The references don't end there. "It's a little bit of Candide and Gulliver's Travels," says Presson, who's mounting the play with his theatre company Less Than Rent, which specializes in so-called "caffeinated remixes" to classics.
"We try to stay away from things that are clean updates, or just switching the setting or something like that," he explains. "We're way more interested in taking that source material, riffing, and having fun from there."
In the show, playing through April 27 at the Kraine Theater, Little Mac (née Macheath) is a cowboy who's chased out of town by Peachum for marrying his daughter Lucy. This leads him on a journey through American history, where he encounters icons like Jay Gatsby, Lucille Ball, and even Old MacDonald (who not only had a farm, but also is little Mac's grandfather).
The production features music by Alexander Sage Oyen, and the pre-show contains live performances of Taylor Swift songs. "Why not Taylor Swift?" Presson deadpans. "We just thought this happy little blonde girl with the great voice would be the perfect 'Ain't that America' figure."
If the plot sounds vaguely nonsensical, that's okay. "I was sitting in the middle of the audience last night," says Presson, discussing the first preview. "[The woman] sitting behind me, she was laughing the whole time. And halfway through, when Bugs Bunny came out, she said, 'I cannot with this show.'"
He chuckles at the memory, but the non-sequiturs do have a purpose. "Having this Communist plot between Michael Jordan and Bugs Bunny: It's stupid, but it's intentionally stupid," Presson says. "If it's all logical, it doesn't work, because then you start trying to follow the plot in a very logistical way. That is by far the least enjoyable version of watching it."

* **Complete the following**:
- 1) In the article about the Less Than Rent show, rewrite the paragraph beginning "In the show, playing through April 27" as a bulleted list that keeps its main facts.
- 2) Answer these questions using the article about the Less Than Rent show.
(a) What does Less Than Rent specialize in?
(b) Who wrote the music for the production?
(c) Which two characters share a Communist plot in the show?
- 3) Continue the article about the Less Than Rent show, picking up after its final sentence.

* **Information supplied**:
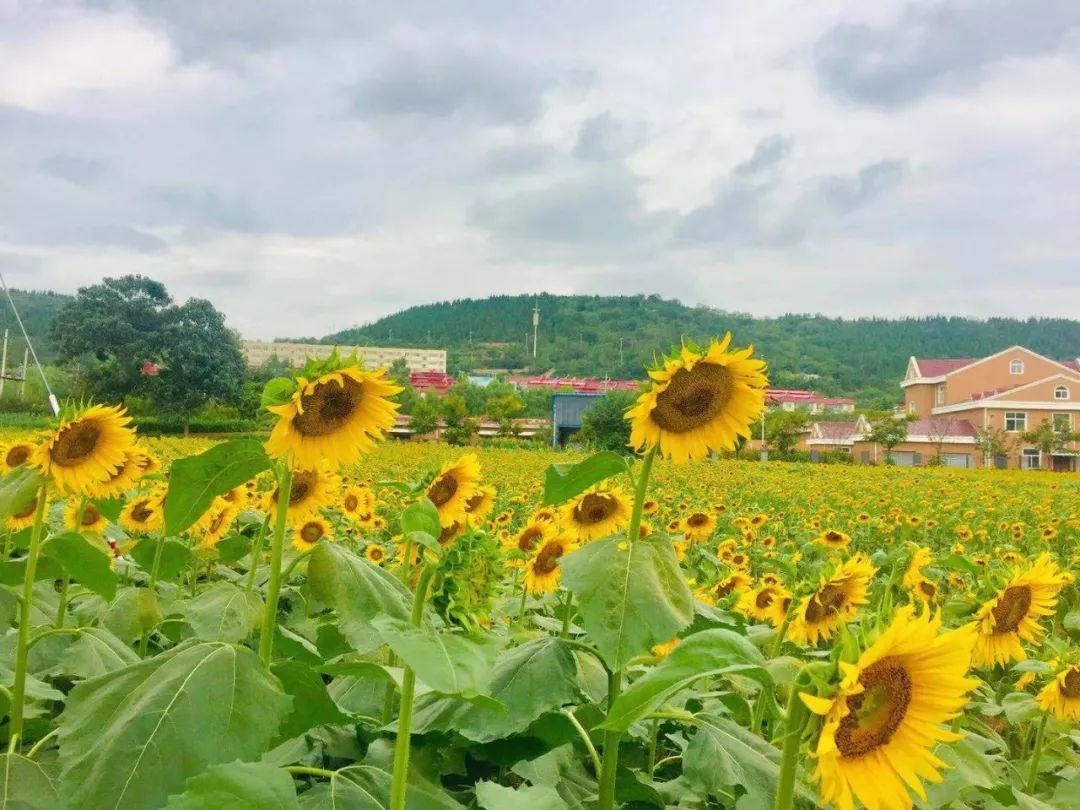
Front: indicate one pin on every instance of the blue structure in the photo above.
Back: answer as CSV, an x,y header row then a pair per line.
x,y
566,412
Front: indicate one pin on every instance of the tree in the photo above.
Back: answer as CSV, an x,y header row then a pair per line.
x,y
603,426
888,432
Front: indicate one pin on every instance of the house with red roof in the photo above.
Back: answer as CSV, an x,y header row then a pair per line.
x,y
1010,393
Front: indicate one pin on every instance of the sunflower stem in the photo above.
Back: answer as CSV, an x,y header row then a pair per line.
x,y
22,648
273,586
1033,774
405,715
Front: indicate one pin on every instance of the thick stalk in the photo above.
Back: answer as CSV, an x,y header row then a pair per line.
x,y
405,715
273,586
22,649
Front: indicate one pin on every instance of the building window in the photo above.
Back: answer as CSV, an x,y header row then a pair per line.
x,y
1015,421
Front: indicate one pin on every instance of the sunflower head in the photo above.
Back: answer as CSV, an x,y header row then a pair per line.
x,y
699,401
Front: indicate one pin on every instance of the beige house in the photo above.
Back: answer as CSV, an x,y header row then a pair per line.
x,y
1013,391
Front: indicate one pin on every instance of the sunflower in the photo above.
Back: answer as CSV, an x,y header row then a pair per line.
x,y
1061,697
85,449
453,486
599,511
308,531
699,525
699,401
15,455
835,602
140,516
543,571
1013,615
334,418
481,503
890,711
311,490
92,517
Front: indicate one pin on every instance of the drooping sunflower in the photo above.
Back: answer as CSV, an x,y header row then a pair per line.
x,y
1061,697
835,602
889,713
699,402
142,515
453,486
597,512
1013,615
334,418
308,531
543,571
86,448
15,455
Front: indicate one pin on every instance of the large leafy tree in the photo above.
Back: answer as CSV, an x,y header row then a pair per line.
x,y
126,337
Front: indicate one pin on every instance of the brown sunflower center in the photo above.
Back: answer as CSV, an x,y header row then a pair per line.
x,y
825,603
1070,688
877,712
16,455
443,489
693,397
594,509
548,558
1012,608
75,444
328,407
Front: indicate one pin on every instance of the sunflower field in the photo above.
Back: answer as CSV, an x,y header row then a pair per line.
x,y
328,620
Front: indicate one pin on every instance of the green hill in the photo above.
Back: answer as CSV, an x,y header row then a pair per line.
x,y
579,335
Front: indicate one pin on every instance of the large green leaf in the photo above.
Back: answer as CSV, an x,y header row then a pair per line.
x,y
223,612
562,482
241,785
83,562
16,490
528,680
494,796
194,482
365,787
96,652
724,757
133,737
24,785
450,663
358,590
699,656
631,596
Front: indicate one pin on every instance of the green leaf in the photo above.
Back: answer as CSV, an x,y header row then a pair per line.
x,y
16,490
311,705
221,612
562,482
356,590
85,563
24,785
450,663
364,787
96,652
133,737
494,796
194,482
527,680
241,785
174,557
631,596
724,756
702,655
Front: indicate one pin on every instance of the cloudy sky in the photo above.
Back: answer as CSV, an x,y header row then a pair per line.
x,y
312,165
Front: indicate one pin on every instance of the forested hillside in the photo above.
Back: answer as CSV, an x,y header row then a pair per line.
x,y
581,335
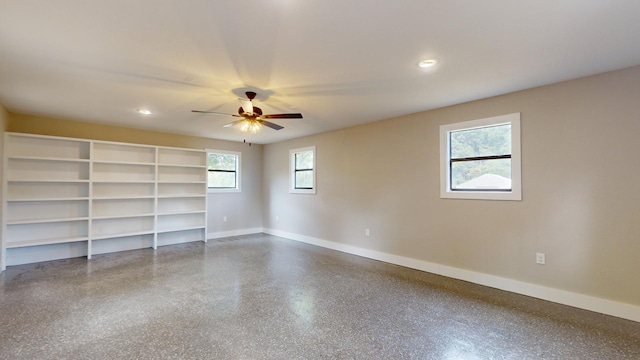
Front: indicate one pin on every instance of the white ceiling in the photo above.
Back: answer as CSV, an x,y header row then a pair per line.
x,y
339,63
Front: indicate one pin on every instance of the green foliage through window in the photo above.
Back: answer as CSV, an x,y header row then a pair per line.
x,y
480,158
303,170
222,171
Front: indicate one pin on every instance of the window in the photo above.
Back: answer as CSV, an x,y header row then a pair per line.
x,y
223,171
303,174
480,159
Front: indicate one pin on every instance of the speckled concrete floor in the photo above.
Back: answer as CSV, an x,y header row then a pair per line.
x,y
263,297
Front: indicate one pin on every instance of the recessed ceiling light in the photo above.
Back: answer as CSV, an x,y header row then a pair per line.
x,y
427,63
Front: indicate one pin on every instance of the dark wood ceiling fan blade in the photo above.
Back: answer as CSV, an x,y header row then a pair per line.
x,y
214,112
283,116
233,123
271,125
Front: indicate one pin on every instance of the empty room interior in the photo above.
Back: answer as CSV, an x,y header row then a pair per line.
x,y
320,180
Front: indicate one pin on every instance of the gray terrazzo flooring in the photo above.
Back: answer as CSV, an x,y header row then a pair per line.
x,y
264,297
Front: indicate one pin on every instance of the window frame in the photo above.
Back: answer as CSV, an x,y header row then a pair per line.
x,y
238,171
515,194
293,170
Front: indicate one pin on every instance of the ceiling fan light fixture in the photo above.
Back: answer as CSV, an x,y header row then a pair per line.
x,y
252,126
427,63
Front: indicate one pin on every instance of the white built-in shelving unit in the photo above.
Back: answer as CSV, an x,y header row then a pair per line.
x,y
66,197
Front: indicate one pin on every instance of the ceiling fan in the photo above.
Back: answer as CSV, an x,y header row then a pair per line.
x,y
252,117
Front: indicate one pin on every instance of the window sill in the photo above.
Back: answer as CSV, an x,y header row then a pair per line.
x,y
482,195
302,191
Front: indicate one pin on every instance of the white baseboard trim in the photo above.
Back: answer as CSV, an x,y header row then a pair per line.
x,y
604,306
239,232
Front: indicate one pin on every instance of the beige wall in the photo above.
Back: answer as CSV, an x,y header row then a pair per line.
x,y
242,209
580,148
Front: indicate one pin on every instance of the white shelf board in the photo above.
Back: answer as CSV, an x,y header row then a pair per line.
x,y
180,182
182,165
49,180
116,162
123,234
98,198
181,228
43,221
177,196
18,244
50,199
124,216
182,212
41,158
124,181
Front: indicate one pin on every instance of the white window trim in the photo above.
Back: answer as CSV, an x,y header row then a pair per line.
x,y
238,187
292,171
516,180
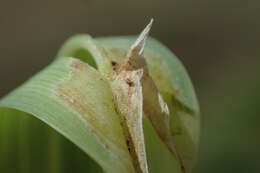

* **Answers given**:
- 1)
- The show runs through April 27 at the Kraine Theater.
- Little Mac (née Macheath) is a cowboy whom Peachum chases out of town for marrying his daughter Lucy.
- This sends him on a journey through American history.
- On the way he meets icons such as Jay Gatsby, Lucille Ball, and Old MacDonald, who is Little Mac's grandfather.

- 2)
(a) So-called "caffeinated remixes" to classics.
(b) Alexander Sage Oyen.
(c) Michael Jordan and Bugs Bunny.

- 3)
He says it's easier just to go along with Little Mac on his long journey, watching him transform his name and occupation over and over again. He becomes an entrepreneur (creating a golden-arched fast-food chain), a mobster, and a politician, all in the name of making money. It's the ultimate story of American reinvention.
Yet like The Beggar's Opera and The Threepenny Opera, the levity masks a darker tone. Just ask Tom Sanchez, a Less Than Rent company member who plays Little Mac. "One of James' main points is there's no way to succeed," he says. "Mac has tried everything he can think of to make it in this world, and he has yet to make money in a way that is not illegal or doesn't hurt anybody."
Still, Little Mac is the hero of the story. Just like the original Macheath, we can cheer him on despite his lack of a moral compass.
"At the end of the day, isn't money what everybody wants?" Sanchez asks. "You can't help but root for Little Mac. He's just trying to do what we're all trying to do, which is to succeed. Deep down, you want him to succeed, because you want yourself to succeed."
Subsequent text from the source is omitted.